-- Extracted information follows --

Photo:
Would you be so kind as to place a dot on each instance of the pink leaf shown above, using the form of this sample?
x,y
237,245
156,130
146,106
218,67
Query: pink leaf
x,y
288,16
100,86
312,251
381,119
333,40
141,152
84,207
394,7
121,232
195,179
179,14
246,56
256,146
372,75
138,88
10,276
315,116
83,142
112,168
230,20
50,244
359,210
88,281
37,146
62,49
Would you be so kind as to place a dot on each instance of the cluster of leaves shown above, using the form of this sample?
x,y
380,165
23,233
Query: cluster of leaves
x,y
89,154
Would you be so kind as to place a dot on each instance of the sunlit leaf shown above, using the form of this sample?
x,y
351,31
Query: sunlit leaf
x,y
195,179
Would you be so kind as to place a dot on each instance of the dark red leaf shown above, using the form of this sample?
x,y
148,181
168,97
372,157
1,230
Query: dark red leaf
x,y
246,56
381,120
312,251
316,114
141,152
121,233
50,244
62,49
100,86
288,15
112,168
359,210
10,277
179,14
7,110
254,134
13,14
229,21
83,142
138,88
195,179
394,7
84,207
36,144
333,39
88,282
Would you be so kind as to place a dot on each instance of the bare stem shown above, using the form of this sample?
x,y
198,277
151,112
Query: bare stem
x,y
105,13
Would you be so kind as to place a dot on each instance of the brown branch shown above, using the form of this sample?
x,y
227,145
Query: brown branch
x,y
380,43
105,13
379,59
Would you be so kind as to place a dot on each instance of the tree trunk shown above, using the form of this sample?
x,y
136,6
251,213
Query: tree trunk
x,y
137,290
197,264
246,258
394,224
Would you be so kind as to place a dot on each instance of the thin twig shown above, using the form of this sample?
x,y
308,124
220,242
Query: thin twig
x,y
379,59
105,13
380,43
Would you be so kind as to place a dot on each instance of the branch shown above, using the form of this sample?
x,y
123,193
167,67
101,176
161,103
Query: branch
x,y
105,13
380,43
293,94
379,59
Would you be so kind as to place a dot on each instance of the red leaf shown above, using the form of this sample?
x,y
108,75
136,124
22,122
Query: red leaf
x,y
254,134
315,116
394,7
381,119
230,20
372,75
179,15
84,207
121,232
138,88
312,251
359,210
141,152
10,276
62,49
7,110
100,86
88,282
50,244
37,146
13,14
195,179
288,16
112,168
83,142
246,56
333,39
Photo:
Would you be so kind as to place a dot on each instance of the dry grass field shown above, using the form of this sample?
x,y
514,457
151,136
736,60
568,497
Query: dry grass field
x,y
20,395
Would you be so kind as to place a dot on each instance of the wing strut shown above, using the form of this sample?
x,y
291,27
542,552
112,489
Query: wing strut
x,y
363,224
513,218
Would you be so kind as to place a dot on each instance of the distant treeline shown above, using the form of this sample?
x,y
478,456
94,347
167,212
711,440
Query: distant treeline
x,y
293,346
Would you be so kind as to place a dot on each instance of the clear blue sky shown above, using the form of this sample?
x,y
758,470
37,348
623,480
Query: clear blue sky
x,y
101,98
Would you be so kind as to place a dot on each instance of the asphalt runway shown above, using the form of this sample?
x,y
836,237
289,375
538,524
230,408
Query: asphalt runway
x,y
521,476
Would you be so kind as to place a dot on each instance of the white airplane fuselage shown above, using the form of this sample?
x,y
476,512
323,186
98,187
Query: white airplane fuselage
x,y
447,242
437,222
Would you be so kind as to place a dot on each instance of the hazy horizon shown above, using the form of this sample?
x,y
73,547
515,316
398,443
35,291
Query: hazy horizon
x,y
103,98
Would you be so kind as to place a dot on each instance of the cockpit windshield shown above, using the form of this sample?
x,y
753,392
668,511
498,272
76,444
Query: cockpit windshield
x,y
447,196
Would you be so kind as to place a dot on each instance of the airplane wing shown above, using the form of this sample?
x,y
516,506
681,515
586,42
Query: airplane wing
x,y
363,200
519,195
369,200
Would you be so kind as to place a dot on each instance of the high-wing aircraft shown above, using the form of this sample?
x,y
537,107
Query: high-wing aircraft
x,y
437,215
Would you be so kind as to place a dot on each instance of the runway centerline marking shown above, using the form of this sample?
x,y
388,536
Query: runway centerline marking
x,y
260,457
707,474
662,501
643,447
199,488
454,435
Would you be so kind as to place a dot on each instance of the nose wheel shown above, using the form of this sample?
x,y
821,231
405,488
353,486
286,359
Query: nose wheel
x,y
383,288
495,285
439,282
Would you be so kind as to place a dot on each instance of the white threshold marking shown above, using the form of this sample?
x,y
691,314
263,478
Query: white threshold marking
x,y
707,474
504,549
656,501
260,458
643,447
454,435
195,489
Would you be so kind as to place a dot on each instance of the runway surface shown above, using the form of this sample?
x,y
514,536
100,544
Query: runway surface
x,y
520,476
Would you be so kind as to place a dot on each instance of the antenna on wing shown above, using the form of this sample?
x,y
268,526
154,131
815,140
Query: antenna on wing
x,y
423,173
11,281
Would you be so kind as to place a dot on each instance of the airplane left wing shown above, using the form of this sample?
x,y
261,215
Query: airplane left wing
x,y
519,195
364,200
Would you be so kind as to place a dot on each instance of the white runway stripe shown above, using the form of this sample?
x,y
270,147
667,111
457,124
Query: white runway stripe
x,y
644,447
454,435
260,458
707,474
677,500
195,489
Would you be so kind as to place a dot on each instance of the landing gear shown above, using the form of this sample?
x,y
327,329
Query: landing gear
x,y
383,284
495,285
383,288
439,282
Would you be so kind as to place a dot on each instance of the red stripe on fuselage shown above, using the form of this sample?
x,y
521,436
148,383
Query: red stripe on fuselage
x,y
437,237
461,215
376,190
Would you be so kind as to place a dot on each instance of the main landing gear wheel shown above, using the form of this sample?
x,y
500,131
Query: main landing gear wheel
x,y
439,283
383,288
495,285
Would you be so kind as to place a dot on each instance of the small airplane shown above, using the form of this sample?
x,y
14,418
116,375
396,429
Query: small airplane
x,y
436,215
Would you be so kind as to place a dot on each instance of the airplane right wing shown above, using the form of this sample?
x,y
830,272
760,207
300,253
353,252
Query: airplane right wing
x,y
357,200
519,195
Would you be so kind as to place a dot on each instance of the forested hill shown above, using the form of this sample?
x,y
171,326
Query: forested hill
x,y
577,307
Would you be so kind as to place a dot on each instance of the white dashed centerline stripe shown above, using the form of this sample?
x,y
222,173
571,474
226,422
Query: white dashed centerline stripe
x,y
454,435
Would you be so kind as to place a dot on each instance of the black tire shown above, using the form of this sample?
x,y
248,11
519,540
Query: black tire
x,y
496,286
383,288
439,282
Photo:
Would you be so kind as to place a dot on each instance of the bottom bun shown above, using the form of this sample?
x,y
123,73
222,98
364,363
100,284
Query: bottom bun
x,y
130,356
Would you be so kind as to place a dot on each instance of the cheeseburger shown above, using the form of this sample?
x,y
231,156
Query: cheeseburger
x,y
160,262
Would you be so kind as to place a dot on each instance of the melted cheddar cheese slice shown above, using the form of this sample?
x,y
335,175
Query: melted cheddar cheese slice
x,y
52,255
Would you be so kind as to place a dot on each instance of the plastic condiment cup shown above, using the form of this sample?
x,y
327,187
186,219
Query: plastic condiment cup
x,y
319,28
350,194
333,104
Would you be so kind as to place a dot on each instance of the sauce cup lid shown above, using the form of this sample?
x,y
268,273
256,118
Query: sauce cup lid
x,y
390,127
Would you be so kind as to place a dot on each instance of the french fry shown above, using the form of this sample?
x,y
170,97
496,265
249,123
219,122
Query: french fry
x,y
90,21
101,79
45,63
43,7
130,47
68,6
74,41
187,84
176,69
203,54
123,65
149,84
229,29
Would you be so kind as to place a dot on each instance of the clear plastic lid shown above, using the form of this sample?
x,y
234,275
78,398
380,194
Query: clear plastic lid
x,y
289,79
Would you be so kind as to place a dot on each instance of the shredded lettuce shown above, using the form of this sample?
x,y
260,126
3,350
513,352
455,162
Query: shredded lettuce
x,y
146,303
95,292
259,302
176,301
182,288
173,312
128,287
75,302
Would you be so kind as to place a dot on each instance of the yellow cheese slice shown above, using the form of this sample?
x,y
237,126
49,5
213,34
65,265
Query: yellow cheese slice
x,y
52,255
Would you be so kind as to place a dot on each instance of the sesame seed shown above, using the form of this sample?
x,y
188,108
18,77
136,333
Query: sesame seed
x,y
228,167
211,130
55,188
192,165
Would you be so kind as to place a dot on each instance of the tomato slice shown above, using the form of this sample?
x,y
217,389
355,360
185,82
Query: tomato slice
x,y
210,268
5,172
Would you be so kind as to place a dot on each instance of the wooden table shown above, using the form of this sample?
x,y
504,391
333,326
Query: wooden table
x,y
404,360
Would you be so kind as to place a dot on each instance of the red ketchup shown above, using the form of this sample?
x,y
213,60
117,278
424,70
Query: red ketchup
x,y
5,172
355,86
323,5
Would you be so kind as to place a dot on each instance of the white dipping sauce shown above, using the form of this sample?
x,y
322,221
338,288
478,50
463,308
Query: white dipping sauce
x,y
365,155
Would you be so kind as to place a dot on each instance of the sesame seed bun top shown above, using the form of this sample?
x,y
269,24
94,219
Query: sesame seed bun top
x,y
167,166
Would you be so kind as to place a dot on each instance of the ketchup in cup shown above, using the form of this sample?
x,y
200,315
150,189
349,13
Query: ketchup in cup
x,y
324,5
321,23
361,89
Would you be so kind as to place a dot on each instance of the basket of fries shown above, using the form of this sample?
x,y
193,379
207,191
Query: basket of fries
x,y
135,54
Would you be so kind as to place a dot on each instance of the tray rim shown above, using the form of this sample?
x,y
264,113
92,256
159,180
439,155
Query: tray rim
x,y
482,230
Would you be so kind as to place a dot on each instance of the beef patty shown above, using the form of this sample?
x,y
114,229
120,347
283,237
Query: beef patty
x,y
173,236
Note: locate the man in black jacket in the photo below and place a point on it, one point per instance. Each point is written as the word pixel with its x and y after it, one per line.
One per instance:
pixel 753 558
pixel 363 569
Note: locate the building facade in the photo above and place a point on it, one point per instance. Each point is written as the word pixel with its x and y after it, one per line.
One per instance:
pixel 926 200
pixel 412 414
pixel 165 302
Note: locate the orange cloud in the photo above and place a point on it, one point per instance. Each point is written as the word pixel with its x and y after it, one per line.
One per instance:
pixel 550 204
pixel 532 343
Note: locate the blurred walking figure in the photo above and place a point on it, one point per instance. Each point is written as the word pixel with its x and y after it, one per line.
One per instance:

-- Extracted information concluded --

*About this task*:
All lines of the listing that contain the word "locate" should be copied out.

*Expected answer*:
Note: locate the man in black jacket in the photo below and place a point on it, one point per instance. Each point is written as the word pixel with its x and y after it, one per line.
Note: locate the building facade in the photo above and place a point on it, one point per instance. Each point is written as the word pixel with its x and y after it, one per line.
Note: locate the orange cloud in the photo above and place a point on it, one point per instance. Each point is written as the word pixel with its x and y after it, one per line.
Note: locate the blurred walking figure in the photo above and place a point on it, one point per instance. Each point is written as the word pixel with its x and y after it, one per line.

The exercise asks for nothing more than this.